Georg Friedrich Handel went to Italy at age 21 to learn the style of Vivaldi and Corelli which was widely known and sought after at the time. The Concerto Grosso in F major, Op. 6, No. 2 displays his mastery of the Italianate style; light and playful, but is also unmistakably Handel’s own music with a certain Germanic eloquence. An opening andante larghetto was stately; the following allegro was lilting and charming, the largo had a bit of touch of drama to it, and the closing presto virtually flew while giving me images of skipping. The gentle harpsichord and lower string continuo added a lightness and intimacy to the sound of the music.
Next on the program was music by the unique and inventive Bohemian-born composer Heinrich Ignaz Franz Biber (1644-1704). He spent most of his creative life in Salzburg and was a remarkable violinist who expanded the range of performance possibilities of the instrument. He is best known today for his “Rosary” (or “Mystery”) sonatas. His Battalia à 9 is a programmatic piece about soldiering. It’s eight sections include a rustic dance with foot stomping; a humorous medley of a disorderly company in which several instruments have their own say in total chaos (it sounded like something Charles Ives might have come up with); a depiction of Mars with the bass beating on the strings with his bow; a beautiful lilting aria played by two violins and two violas and harpsichord (to the soldier’s love back home?); a musical description of the battle with shots being represented by bass and cello hard snapping of strings against the fingerboard of the instrument; and finally, a lament for the wounded musketeer. All in all it was a delightful performance accomplished with wry humor, lyrical pleasure, and dramatic flair as perfectly befitting Biber’s unique music.

== EXERCISES ==
1. Repeat word for word the passage of the concert review from "Georg Friedrich Handel" to "of the music.".
2. According to the concert review, in which city did Biber spend most of his creative life?
3. Render this sentence from the concert review in French: "He is best known today for his “Rosary” (or “Mystery”) sonatas."
The entries after this point are separate material, apart from the concert review.

== RECORDED DATA ==
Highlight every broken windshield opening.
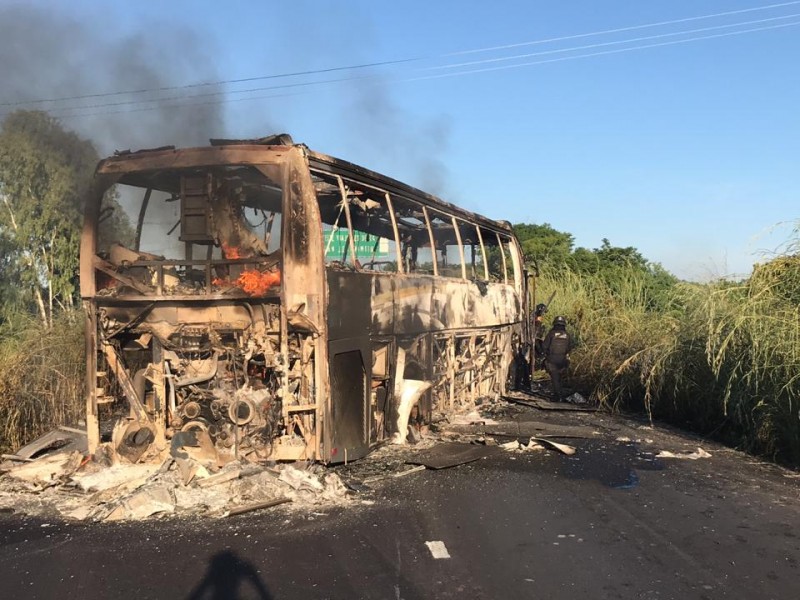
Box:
[97,166,283,296]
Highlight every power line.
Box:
[444,0,800,56]
[426,13,800,70]
[23,13,800,115]
[0,0,800,110]
[403,21,800,81]
[57,21,800,119]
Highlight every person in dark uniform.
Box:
[542,316,572,402]
[533,304,547,369]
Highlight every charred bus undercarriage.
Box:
[81,136,528,462]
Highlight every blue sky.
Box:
[7,0,800,280]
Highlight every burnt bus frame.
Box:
[81,142,529,462]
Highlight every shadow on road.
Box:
[186,550,273,600]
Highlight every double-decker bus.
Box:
[81,134,529,463]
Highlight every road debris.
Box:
[227,498,292,517]
[656,448,711,460]
[425,541,450,560]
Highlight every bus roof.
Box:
[97,133,514,237]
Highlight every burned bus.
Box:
[81,134,529,463]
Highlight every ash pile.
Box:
[0,428,352,521]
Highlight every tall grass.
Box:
[538,256,800,465]
[0,311,86,452]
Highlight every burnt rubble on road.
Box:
[0,392,736,521]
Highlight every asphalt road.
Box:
[0,413,800,600]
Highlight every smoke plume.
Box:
[0,5,224,155]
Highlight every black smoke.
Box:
[0,3,225,155]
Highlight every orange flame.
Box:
[236,269,281,296]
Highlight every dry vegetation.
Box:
[538,255,800,465]
[0,311,86,452]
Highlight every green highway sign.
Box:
[325,229,389,260]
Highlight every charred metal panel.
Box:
[328,340,371,462]
[372,275,521,335]
[327,269,372,340]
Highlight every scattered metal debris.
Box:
[503,391,598,412]
[656,448,711,460]
[406,443,494,469]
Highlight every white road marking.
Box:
[425,542,450,559]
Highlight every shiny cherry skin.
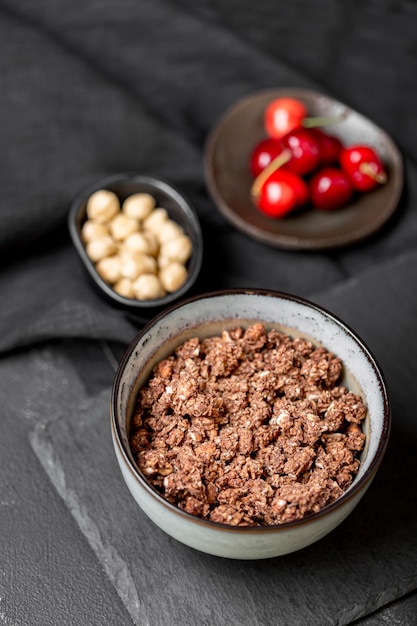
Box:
[309,166,354,211]
[281,128,321,176]
[339,145,387,193]
[264,98,307,139]
[255,168,308,218]
[310,128,343,165]
[250,137,282,178]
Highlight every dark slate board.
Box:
[31,254,417,626]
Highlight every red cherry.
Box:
[310,128,343,165]
[250,137,282,178]
[254,169,308,218]
[282,128,320,176]
[264,98,307,139]
[340,145,387,193]
[310,166,354,211]
[264,98,347,139]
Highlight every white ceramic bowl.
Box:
[111,290,391,559]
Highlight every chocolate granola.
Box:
[130,324,366,526]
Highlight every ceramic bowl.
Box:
[205,88,403,250]
[111,290,391,559]
[68,172,203,310]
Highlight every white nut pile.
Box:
[81,189,192,300]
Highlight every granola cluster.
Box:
[130,324,366,526]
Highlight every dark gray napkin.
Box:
[31,253,417,626]
[0,0,417,351]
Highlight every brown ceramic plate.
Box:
[205,89,403,250]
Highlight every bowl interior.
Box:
[113,291,390,524]
[68,173,203,309]
[205,89,403,250]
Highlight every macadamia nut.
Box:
[122,193,155,220]
[81,220,109,243]
[110,213,138,241]
[158,220,184,243]
[85,235,117,262]
[96,256,122,284]
[86,189,120,223]
[81,189,192,300]
[124,232,151,254]
[120,252,157,280]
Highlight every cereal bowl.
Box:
[111,289,391,559]
[68,172,203,310]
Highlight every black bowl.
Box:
[68,172,203,309]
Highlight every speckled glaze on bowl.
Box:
[205,87,403,250]
[111,290,391,559]
[68,172,203,310]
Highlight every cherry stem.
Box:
[302,109,349,128]
[359,161,387,185]
[250,150,292,198]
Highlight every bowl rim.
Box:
[68,171,204,309]
[110,288,392,534]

== EXERCISE RESULTS ==
1.
Georg Friedrich Handel went to Italy at age 21 to learn the style of Vivaldi and Corelli which was widely known and sought after at the time. The Concerto Grosso in F major, Op. 6, No. 2 displays his mastery of the Italianate style; light and playful, but is also unmistakably Handel’s own music with a certain Germanic eloquence. An opening andante larghetto was stately; the following allegro was lilting and charming, the largo had a bit of touch of drama to it, and the closing presto virtually flew while giving me images of skipping. The gentle harpsichord and lower string continuo added a lightness and intimacy to the sound of the music.

2. Salzburg.

3. Il est surtout connu aujourd'hui pour ses sonates du « Rosaire » (ou « du Mystère »).